» Teks Bacaan:
|---|
Secuil Masalah dari Citarum yang Muram

Ditulis oleh Dony Iqbal
 
Bandung, 30/10/2018 - Andaikan pencemaran adalah kisah yang akan dibahas dalam sebuah narasi. Barangkali pencemaran hanya akan menempati secuil permasalahan saja, yang akan dibahas pada Sungai Citarum.
 
Seharusnya, tebakan bagaimana akhirnya pun mudah diketahui.
 
Sebab hanya ada dua tebakan akhir, antara Citarum menjadi baik atau justru dirundung muram berkepanjangan.
 
Seyogyanya, pencemaran bukanlah persoalan yang tabu. Terlebih persoalan itu bukan tanpa penanganan.
 
Beragam upaya dari pemerintah telah diwujudkan melalui program-program strategis pemulihan yang terus dimutakhirkan.
 
Akan tetapi, memang pada kenyataannya sungai ini benar-benar tercemar hebat. Celakanya, pencemaran seolah berpindah wujud menjadi masalah kronis.
|---|
» Catatan Data:
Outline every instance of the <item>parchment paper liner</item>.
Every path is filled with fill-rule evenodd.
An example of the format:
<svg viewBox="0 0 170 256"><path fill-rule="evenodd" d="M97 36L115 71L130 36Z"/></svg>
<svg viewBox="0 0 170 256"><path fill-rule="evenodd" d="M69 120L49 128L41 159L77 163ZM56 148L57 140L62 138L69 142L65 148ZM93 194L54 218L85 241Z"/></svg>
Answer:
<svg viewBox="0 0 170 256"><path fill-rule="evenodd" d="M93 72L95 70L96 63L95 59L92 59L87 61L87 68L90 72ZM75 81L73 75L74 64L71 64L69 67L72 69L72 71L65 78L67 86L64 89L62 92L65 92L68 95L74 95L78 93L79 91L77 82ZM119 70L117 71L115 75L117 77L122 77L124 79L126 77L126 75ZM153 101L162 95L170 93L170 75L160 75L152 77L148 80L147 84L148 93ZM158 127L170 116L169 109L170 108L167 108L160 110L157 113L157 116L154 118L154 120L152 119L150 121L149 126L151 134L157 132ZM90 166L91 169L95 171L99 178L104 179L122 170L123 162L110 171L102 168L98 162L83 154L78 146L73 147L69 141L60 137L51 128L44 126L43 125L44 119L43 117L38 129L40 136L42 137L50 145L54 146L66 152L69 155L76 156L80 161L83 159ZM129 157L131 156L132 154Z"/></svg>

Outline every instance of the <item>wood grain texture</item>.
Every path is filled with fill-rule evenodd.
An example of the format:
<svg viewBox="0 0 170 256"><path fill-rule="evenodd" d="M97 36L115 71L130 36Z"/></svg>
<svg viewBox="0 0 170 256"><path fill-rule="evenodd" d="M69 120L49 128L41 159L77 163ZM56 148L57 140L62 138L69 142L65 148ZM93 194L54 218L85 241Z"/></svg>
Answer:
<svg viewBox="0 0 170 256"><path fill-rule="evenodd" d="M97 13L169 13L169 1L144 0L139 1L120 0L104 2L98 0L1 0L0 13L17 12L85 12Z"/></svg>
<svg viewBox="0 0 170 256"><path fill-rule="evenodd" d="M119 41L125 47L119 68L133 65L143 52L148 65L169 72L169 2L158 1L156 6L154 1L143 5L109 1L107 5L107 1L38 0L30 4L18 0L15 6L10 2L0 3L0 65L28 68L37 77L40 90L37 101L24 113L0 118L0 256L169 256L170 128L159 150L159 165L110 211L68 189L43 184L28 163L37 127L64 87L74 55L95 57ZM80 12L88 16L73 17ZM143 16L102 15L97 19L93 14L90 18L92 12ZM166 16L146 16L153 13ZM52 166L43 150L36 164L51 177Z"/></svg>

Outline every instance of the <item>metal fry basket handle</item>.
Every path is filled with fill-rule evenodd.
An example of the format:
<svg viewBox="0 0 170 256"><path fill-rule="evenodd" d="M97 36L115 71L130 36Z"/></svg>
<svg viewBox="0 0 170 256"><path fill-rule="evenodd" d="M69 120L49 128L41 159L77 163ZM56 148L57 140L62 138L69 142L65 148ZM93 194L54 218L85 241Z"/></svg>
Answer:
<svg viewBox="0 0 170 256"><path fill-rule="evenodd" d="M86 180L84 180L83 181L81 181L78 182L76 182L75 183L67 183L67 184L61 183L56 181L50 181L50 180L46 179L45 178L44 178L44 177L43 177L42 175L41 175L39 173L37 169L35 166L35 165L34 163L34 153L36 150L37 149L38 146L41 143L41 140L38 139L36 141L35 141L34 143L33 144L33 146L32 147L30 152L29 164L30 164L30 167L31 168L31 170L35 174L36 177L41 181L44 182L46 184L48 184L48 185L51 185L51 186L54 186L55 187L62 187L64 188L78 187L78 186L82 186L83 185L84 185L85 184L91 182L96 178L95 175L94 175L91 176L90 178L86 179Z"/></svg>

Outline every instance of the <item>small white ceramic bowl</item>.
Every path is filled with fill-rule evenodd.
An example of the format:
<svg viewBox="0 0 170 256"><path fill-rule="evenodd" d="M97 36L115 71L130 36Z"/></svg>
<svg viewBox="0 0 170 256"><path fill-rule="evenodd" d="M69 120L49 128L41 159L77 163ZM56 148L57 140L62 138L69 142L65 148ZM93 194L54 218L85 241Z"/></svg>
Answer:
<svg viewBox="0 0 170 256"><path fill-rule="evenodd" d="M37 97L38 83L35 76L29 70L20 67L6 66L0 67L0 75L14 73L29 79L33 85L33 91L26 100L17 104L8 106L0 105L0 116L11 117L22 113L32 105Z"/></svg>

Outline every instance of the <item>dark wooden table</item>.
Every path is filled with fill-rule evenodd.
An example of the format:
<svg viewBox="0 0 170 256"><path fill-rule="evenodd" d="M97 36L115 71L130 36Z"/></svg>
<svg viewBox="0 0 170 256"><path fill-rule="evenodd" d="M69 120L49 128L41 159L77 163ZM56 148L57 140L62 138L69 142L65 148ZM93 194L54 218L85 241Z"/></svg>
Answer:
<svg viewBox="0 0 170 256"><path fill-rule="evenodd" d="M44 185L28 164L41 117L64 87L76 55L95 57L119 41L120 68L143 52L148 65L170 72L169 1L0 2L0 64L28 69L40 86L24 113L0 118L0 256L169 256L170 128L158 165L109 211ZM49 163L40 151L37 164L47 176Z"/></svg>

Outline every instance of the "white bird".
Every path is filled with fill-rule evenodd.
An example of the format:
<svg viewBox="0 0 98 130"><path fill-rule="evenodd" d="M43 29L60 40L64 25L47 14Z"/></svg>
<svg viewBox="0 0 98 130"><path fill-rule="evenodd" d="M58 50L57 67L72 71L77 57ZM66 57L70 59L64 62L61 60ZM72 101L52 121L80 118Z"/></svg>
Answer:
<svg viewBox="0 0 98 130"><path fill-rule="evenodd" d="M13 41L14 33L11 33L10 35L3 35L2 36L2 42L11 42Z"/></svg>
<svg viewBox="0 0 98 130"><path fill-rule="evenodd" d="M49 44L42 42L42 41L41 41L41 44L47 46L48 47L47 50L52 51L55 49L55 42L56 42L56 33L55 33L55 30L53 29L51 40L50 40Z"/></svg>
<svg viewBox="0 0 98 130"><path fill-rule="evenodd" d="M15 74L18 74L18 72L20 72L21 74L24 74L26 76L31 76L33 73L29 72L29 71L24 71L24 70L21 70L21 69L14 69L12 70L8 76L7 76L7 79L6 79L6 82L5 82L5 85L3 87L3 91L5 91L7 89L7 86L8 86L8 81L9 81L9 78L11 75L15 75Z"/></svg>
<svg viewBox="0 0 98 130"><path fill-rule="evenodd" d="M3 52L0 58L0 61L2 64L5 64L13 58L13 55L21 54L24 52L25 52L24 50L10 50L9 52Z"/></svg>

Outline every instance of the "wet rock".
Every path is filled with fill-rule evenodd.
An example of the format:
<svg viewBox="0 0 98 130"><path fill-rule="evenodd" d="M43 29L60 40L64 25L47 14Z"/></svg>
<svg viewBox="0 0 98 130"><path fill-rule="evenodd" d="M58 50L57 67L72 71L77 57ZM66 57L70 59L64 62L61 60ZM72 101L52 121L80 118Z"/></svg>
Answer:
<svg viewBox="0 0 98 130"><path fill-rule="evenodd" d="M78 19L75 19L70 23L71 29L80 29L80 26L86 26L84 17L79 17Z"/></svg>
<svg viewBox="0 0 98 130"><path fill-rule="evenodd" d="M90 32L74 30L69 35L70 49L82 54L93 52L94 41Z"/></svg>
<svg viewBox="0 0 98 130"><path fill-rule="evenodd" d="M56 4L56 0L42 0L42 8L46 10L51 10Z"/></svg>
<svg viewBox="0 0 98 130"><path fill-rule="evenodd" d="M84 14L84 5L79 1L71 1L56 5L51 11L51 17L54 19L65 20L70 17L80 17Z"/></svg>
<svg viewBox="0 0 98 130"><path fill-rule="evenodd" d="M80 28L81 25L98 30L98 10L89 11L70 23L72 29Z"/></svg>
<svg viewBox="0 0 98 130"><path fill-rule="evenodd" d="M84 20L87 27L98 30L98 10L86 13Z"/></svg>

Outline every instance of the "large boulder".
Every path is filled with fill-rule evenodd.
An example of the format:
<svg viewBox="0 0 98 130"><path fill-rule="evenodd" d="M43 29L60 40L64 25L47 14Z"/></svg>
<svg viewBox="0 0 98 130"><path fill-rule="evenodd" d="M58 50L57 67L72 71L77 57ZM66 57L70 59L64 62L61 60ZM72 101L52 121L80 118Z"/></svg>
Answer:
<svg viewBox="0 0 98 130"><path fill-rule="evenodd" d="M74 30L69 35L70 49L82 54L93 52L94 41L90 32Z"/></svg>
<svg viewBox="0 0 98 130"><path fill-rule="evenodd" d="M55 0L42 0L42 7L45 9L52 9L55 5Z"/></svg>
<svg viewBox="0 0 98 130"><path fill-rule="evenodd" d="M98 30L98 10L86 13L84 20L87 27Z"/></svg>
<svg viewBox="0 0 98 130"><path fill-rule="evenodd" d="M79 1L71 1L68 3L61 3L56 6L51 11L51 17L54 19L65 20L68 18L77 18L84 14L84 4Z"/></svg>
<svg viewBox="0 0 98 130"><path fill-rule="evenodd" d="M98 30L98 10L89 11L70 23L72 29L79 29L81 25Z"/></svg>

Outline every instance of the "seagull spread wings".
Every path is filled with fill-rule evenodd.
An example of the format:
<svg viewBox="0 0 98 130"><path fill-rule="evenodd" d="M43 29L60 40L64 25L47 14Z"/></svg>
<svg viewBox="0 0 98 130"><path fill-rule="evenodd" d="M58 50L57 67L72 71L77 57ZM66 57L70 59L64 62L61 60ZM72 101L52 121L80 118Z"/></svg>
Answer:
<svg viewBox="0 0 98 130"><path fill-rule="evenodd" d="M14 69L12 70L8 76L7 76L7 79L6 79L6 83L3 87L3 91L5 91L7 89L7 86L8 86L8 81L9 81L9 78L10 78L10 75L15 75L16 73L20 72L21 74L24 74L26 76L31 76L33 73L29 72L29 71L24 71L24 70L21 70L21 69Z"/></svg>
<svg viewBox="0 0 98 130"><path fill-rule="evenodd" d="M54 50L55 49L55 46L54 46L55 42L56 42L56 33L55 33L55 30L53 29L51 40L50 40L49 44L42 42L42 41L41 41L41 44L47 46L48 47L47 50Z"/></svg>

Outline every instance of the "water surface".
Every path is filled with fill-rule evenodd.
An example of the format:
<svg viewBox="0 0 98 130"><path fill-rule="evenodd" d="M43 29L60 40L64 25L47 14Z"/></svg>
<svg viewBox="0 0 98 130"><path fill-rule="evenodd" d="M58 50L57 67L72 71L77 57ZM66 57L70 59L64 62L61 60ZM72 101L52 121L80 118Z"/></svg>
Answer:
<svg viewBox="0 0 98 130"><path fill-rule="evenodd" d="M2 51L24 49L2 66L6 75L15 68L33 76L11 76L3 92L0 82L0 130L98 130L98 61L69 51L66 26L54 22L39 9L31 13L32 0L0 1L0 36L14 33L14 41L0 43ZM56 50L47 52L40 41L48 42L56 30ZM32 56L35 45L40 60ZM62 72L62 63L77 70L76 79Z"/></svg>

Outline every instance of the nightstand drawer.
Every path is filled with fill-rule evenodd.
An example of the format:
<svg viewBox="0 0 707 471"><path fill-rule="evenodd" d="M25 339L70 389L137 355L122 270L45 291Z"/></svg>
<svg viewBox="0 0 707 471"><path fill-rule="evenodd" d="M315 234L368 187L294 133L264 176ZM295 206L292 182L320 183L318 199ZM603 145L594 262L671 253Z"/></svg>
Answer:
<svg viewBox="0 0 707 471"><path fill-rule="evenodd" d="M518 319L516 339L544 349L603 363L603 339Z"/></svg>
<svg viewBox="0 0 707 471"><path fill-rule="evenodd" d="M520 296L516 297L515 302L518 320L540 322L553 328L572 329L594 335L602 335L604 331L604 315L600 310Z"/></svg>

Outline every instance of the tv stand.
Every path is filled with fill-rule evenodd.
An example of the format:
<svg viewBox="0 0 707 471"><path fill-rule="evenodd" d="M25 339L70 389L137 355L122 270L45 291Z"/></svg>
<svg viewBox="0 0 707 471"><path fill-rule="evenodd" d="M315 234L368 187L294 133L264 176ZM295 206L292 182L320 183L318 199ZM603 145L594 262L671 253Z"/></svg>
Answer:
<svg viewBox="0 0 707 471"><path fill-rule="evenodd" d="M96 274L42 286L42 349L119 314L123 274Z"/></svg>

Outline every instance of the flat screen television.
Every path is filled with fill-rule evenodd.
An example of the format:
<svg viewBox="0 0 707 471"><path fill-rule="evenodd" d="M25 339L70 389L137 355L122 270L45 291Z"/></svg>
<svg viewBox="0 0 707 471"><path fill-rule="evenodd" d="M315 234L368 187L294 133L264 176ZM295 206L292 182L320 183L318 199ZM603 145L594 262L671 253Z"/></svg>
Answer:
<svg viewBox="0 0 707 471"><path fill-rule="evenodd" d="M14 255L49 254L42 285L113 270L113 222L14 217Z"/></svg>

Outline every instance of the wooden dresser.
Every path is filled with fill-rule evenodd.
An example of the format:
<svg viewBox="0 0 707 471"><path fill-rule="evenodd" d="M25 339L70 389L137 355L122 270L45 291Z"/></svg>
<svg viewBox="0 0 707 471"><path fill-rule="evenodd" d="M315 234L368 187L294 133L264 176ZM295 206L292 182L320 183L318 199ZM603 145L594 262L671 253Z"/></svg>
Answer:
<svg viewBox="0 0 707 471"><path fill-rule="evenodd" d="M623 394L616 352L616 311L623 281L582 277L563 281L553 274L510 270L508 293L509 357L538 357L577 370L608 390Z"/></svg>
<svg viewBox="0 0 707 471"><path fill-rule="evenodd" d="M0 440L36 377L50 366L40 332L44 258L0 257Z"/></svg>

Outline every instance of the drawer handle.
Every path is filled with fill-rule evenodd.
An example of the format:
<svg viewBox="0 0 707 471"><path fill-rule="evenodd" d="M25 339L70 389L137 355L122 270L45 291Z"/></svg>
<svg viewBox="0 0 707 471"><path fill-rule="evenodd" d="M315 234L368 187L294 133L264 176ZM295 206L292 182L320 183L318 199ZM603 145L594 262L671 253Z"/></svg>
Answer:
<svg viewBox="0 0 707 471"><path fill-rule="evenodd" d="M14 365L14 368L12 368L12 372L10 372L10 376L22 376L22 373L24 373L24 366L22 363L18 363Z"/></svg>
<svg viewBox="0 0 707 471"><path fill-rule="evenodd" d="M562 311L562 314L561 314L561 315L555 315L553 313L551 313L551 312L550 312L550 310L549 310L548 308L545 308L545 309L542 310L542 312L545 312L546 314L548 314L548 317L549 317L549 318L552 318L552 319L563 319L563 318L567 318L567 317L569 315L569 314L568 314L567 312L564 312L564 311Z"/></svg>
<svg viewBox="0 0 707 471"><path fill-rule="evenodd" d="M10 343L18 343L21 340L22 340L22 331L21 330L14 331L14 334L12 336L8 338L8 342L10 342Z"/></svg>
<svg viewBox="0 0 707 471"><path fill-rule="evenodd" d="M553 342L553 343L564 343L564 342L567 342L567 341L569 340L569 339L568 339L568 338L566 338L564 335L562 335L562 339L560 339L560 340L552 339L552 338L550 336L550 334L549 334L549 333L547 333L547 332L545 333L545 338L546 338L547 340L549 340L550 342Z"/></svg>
|---|
» Kerjakan Soal Berikut:
1. Tulis ulang seluruh bagian teks bacaan tentang Sungai Citarum mulai dari "Ditulis oleh Dony" hingga "bukan tanpa penanganan.". Gantilah kata "pencemaran" dengan "polusi".
2. Jawablah pertanyaan berikut berdasarkan teks bacaan tentang Sungai Citarum.
(a) Siapa yang menulis teks tersebut?
(b) Di kota mana dan pada tanggal berapa teks tersebut ditulis?
(c) Apa saja dua tebakan akhir yang disebutkan dalam teks?

» Kunci Jawaban:
1.
Ditulis oleh Dony Iqbal
 
Bandung, 30/10/2018 - Andaikan polusi adalah kisah yang akan dibahas dalam sebuah narasi. Barangkali polusi hanya akan menempati secuil permasalahan saja, yang akan dibahas pada Sungai Citarum.
 
Seharusnya, tebakan bagaimana akhirnya pun mudah diketahui.
 
Sebab hanya ada dua tebakan akhir, antara Citarum menjadi baik atau justru dirundung muram berkepanjangan.
 
Seyogyanya, polusi bukanlah persoalan yang tabu. Terlebih persoalan itu bukan tanpa penanganan.

2.
(a) Dony Iqbal.
(b) Di Bandung, pada 30/10/2018.
(c) Citarum menjadi baik atau justru dirundung muram berkepanjangan.